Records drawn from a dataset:
*-*-*
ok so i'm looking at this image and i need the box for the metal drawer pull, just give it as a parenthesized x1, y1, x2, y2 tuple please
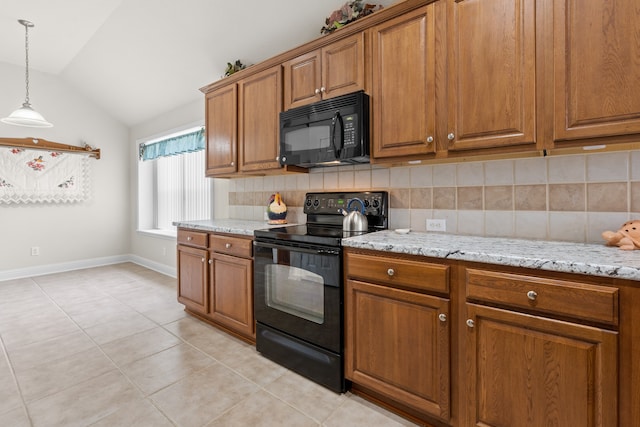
(315, 88, 321, 94)
(438, 313, 447, 322)
(447, 133, 455, 140)
(201, 258, 205, 263)
(427, 136, 434, 143)
(187, 236, 192, 241)
(527, 290, 538, 301)
(466, 319, 475, 328)
(387, 268, 395, 277)
(225, 243, 232, 249)
(208, 259, 212, 264)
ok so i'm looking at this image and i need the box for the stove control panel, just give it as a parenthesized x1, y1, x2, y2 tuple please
(304, 191, 388, 218)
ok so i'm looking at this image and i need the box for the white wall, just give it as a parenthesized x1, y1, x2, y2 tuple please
(0, 62, 130, 276)
(128, 100, 229, 275)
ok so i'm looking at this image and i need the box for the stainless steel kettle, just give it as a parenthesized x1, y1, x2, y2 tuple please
(341, 198, 368, 233)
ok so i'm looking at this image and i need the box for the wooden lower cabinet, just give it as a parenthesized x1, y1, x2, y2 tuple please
(463, 303, 618, 427)
(345, 277, 451, 421)
(177, 230, 255, 341)
(209, 252, 254, 338)
(177, 244, 208, 315)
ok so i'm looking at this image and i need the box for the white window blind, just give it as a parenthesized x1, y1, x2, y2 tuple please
(138, 126, 211, 233)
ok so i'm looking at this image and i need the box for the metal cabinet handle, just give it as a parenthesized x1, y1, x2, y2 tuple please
(527, 290, 538, 301)
(427, 136, 434, 143)
(387, 268, 395, 277)
(315, 88, 321, 94)
(320, 86, 326, 93)
(201, 257, 205, 263)
(208, 259, 212, 264)
(225, 243, 232, 249)
(230, 161, 235, 166)
(466, 319, 475, 328)
(438, 313, 447, 322)
(447, 133, 455, 141)
(187, 236, 192, 241)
*-*-*
▸ **Problem statement**
Return all entries preceding this task exactly as they stand, leaving any picture out.

▸ **Solved problem**
ok so i'm looking at this image and i need the box for the metal drawer pull, just give it as a parenthesized x1, y1, x2, y2 tuple please
(315, 88, 321, 94)
(438, 313, 447, 322)
(447, 133, 455, 140)
(201, 258, 205, 263)
(427, 136, 434, 143)
(187, 236, 192, 241)
(527, 290, 538, 301)
(466, 319, 475, 328)
(387, 268, 395, 277)
(225, 243, 232, 249)
(208, 259, 212, 264)
ok so i'm looking at this image and i need the box for the stove control panel, just give it as a parenthesized x1, y1, x2, y2 tuple please
(304, 191, 388, 218)
ok so i'm looking at this image and i need the box for the white wall, just give it as a parenthesized x1, y1, x2, y2 tuple please
(0, 62, 130, 276)
(128, 100, 229, 275)
ok so i'm looking at this image and i need the box for the stainless steel kettle, just give it as a parenthesized x1, y1, x2, y2 tuple please
(341, 198, 368, 233)
ok so i'm looking at this image and i need the box for the wooden lower cabinet, just give it as a parenthesized x1, y1, x2, y2 tuple please
(463, 303, 618, 427)
(345, 277, 451, 421)
(177, 230, 255, 341)
(209, 252, 254, 338)
(177, 244, 208, 315)
ok so i'm looking at this image and i need the box for the white window blind, just give it as a parenthesized x1, y1, x2, y2 tuple please
(138, 126, 211, 233)
ok so i'm looking at this image and i need the box for the metal cabinet handle, just give it as a parenthesized x1, y1, x2, y2 tuple please
(527, 290, 538, 301)
(427, 136, 434, 143)
(387, 268, 395, 277)
(315, 88, 321, 94)
(320, 86, 326, 93)
(201, 257, 205, 263)
(208, 259, 212, 264)
(225, 243, 232, 249)
(230, 161, 235, 166)
(466, 319, 475, 328)
(438, 313, 447, 322)
(447, 133, 455, 141)
(187, 236, 192, 241)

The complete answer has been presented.